Supplied material:
····················

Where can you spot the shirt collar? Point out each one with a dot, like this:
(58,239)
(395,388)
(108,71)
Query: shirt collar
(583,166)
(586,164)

····················

Instructions to follow:
Copy these rows word for word.

Result:
Where can you spot the shirt collar? Point out each one with a dot, like this:
(58,239)
(395,388)
(108,71)
Query: shirt collar
(583,166)
(586,164)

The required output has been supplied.